··· Data shown
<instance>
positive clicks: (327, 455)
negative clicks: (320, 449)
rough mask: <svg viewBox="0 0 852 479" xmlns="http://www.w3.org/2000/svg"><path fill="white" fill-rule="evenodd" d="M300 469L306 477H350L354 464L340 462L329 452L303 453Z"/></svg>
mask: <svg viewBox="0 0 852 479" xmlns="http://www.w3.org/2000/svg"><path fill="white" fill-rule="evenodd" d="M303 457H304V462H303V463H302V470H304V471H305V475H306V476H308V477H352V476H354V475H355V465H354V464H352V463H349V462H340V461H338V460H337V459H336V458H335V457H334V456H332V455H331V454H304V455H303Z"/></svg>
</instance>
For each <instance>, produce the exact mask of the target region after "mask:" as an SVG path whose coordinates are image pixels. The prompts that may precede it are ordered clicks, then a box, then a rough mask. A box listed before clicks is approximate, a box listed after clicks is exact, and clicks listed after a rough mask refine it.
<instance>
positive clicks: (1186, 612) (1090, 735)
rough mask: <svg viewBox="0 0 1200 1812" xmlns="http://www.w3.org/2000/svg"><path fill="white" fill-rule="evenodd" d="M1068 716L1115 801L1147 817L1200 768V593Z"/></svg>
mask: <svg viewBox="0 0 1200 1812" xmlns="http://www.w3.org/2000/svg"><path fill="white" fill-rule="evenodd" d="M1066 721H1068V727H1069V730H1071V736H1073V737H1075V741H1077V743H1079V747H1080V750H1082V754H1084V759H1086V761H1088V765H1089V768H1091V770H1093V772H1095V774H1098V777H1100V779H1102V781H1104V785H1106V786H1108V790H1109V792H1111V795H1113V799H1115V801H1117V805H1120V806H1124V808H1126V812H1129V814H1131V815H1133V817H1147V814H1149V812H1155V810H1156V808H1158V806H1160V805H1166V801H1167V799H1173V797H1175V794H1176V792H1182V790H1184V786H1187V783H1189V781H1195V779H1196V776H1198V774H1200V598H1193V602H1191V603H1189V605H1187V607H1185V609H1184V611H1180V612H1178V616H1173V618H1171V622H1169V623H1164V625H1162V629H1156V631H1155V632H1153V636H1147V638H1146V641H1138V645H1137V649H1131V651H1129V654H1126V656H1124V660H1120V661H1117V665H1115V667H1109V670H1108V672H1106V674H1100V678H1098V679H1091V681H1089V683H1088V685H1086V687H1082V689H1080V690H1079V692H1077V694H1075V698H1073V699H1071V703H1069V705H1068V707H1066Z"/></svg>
······
About this exercise:
Set all of the data down again exactly.

Written response:
<instance>
positive clicks: (327, 455)
negative clicks: (320, 449)
rough mask: <svg viewBox="0 0 852 479" xmlns="http://www.w3.org/2000/svg"><path fill="white" fill-rule="evenodd" d="M300 469L306 477H350L354 464L340 462L329 452L303 453Z"/></svg>
mask: <svg viewBox="0 0 852 479" xmlns="http://www.w3.org/2000/svg"><path fill="white" fill-rule="evenodd" d="M303 457H304V462H303V463H302V470H304V471H305V475H306V476H308V477H352V476H354V475H355V465H354V464H352V463H349V462H340V461H338V460H337V459H336V458H335V457H334V456H332V455H331V454H304V455H303Z"/></svg>
</instance>
For each <instance>, produce the exact mask of the target region after "mask:" as an SVG path whose coordinates are image pixels. The prompts that may precede it are ordered clicks, then a box, then a rough mask. A box listed before clicks is approximate, a box listed after clicks is exact, and clicks listed after a rough mask refine it.
<instance>
positive clicks: (1186, 612) (1090, 735)
rough mask: <svg viewBox="0 0 1200 1812" xmlns="http://www.w3.org/2000/svg"><path fill="white" fill-rule="evenodd" d="M1068 716L1115 801L1147 817L1200 768V593Z"/></svg>
mask: <svg viewBox="0 0 1200 1812" xmlns="http://www.w3.org/2000/svg"><path fill="white" fill-rule="evenodd" d="M1066 721H1068V727H1069V730H1071V736H1073V737H1075V741H1077V743H1079V747H1080V750H1082V754H1084V759H1086V761H1088V765H1089V768H1091V770H1093V772H1095V774H1098V777H1100V779H1102V781H1104V785H1106V786H1108V790H1109V792H1111V795H1113V799H1115V801H1117V805H1120V806H1124V808H1126V812H1129V814H1131V815H1133V817H1147V814H1149V812H1155V810H1156V808H1158V806H1160V805H1166V801H1167V799H1173V797H1175V794H1176V792H1182V790H1184V786H1187V783H1189V781H1195V779H1196V776H1198V774H1200V598H1193V602H1191V603H1189V605H1187V607H1185V609H1184V611H1180V612H1178V616H1173V618H1171V622H1169V623H1164V625H1162V629H1156V631H1155V632H1153V636H1147V638H1146V641H1138V645H1137V649H1131V651H1129V654H1126V656H1124V660H1120V661H1117V665H1115V667H1109V670H1108V672H1106V674H1100V678H1098V679H1091V681H1089V683H1088V685H1086V687H1082V689H1080V690H1079V692H1077V694H1075V698H1073V699H1071V703H1069V705H1068V707H1066Z"/></svg>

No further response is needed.